*Texto em estudo*:
»»

Se alguém torcer o nariz e perguntar se A Alma Imoral é aquela peça da moça que fica nua no palco, diga que sim, com toda a certeza. Na época, recomendei a peça a diversas pessoas e ouvi esse tipo de comentário. E foi graças a ele que entendi a complexidade da proposta do rabino. A atriz Clarice Niskier fica nua sim, porque se despe das tradições, dos preconceitos, da religião, da sociedade para mostrar a alma desprovida da moralidade imposta pelo convívio, pelos costumes e pelas expectativas do mundo em que vivemos. Ela se cobre somente com um manto preto porque precisa tirar a roupa, as palavras, os conceitos de certo e errado que moldam e engessam a alma intuitiva, impulsiva, natural, transgressora que todos nós temos. E é graças a esse fundamental simbolismo da produção da peça que conseguimos entender a alma como imoral (ou melhor, não-moral): aquela que questiona e critica a moral do corpo, o status quo, o establishment.

««

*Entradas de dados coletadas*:
»»

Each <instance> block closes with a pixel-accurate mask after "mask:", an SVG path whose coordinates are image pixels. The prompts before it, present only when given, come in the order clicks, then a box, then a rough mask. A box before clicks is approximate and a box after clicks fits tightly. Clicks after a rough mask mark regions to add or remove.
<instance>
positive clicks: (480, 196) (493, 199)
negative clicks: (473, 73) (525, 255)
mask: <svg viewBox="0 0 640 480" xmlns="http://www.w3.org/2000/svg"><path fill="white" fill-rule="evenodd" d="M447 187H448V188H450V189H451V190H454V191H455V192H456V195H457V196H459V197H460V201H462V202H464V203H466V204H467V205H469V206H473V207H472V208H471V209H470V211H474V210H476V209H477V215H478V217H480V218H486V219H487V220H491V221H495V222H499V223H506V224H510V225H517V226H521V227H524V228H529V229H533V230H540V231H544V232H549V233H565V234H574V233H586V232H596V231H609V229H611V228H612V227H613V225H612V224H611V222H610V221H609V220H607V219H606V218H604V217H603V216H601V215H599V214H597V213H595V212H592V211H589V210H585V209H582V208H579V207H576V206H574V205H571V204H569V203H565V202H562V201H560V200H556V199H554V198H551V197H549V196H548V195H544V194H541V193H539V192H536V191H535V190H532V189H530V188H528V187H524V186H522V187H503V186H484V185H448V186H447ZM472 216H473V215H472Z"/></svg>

««
»»

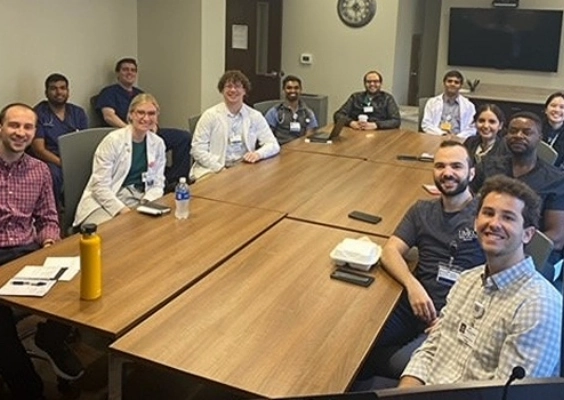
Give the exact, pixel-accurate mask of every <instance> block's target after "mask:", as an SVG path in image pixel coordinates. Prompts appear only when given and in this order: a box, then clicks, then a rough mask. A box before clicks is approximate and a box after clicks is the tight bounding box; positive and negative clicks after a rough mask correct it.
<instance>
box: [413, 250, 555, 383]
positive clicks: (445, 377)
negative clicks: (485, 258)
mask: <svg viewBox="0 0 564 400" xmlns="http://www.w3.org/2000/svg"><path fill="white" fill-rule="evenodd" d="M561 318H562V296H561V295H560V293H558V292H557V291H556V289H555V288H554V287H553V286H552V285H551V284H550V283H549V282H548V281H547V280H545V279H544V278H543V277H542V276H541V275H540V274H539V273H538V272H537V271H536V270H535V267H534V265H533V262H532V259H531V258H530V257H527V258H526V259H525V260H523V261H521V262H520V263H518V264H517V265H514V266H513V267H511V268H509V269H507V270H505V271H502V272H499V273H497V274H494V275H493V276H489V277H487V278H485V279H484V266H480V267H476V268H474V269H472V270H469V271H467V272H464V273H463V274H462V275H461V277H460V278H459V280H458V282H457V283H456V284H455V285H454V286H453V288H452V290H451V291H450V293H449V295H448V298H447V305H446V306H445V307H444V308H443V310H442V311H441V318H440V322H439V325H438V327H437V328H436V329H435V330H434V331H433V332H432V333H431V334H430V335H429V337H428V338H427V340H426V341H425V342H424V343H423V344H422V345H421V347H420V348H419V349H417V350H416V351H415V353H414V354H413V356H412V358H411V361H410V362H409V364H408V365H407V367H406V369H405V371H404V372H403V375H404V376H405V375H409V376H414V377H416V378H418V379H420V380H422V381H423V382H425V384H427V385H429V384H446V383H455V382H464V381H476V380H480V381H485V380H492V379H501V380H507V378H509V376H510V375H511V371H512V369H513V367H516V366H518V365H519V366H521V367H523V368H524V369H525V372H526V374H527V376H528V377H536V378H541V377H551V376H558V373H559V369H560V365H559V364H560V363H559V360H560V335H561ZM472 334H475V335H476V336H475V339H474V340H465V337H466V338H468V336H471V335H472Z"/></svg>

««

*O que fazer*:
a. Reescreva de forma mais curta o parágrafo do texto em estudo que começa com "Se alguém torcer o nariz", mantendo os fatos principais.
b. Nas linhas de dados, expresse como uma lista JSON de strings, uma por linha e sem linhas em branco, apenas as linhas que vão da que contém "Give the exact, pixel-accurate" até a que contém "negative clicks: (485, 258)".

*Respostas por tarefa*:
a. Quem pergunta se A Alma Imoral é a peça em que a moça fica nua no palco está certo. Ao recomendar a peça, ouvi esse tipo de comentário, e foi graças a ele que entendi a proposta do rabino. A atriz Clarice Niskier fica nua porque se despe das tradições, dos preconceitos, da religião e da sociedade. Assim ela mostra a alma sem a moral imposta pelo convívio, pelos costumes e pelas expectativas do mundo, e se cobre apenas com um manto preto. Esse simbolismo faz entender a alma como imoral, ou não-moral: aquela que questiona e critica a moral do corpo, o status quo e o establishment.

b.
[
  "Give the exact, pixel-accurate mask of every <instance> block's target after \"mask:\", as an SVG path in image pixel coordinates. Prompts appear only when given and in this order: a box, then clicks, then a rough mask. A box before clicks is approximate and a box after clicks is the tight bounding box; positive and negative clicks after a rough mask correct it.",
  "<instance>",
  "box: [413, 250, 555, 383]",
  "positive clicks: (445, 377)",
  "negative clicks: (485, 258)"
]